[Stored data entries]
[Start of section]
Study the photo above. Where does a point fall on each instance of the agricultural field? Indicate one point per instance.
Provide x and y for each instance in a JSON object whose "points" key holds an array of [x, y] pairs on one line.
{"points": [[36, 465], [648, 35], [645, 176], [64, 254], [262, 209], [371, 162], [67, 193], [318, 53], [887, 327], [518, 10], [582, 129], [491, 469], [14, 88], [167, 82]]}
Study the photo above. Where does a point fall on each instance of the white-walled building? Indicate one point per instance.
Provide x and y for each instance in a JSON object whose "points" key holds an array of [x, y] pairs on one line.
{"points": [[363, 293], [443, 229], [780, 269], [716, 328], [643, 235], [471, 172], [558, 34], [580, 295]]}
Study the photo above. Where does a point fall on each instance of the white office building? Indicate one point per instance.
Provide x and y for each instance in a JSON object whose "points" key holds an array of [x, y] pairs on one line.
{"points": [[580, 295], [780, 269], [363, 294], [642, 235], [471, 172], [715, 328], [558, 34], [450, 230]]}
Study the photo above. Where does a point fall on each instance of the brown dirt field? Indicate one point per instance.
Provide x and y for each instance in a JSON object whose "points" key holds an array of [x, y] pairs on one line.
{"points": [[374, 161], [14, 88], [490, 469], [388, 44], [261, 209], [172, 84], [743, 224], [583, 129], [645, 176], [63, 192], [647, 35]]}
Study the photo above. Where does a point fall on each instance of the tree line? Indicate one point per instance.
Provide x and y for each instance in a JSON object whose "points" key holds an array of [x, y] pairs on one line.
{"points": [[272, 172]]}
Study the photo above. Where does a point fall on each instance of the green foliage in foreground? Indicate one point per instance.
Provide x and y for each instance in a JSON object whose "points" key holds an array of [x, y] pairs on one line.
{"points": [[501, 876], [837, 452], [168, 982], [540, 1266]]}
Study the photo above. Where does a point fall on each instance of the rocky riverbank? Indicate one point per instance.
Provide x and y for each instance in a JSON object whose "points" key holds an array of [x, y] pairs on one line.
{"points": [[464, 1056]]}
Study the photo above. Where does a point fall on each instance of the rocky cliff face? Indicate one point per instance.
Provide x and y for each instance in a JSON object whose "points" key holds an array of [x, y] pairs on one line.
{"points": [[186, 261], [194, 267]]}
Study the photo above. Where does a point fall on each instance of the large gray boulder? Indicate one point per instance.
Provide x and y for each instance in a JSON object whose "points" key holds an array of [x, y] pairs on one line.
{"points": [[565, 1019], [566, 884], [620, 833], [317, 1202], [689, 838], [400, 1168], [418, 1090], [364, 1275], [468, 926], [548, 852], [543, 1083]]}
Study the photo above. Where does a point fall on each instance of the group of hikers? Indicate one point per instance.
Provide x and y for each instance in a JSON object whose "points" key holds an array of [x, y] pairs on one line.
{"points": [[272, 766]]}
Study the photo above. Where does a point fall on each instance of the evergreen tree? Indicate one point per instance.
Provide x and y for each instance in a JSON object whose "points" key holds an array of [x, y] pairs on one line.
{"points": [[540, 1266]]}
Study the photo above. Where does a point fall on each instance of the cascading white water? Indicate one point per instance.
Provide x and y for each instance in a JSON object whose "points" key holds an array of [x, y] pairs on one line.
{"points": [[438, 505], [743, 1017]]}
[End of section]
Problem statement: Look through the entries above; copy every line holding the string "rocky".

Response area:
Study the photo above. Where does a point fall on each instance of the rocky riverbank? Indicate one point per instance.
Study the photo above. Where does a point fall on each instance of the rocky cliff face? Indicate one point per instance.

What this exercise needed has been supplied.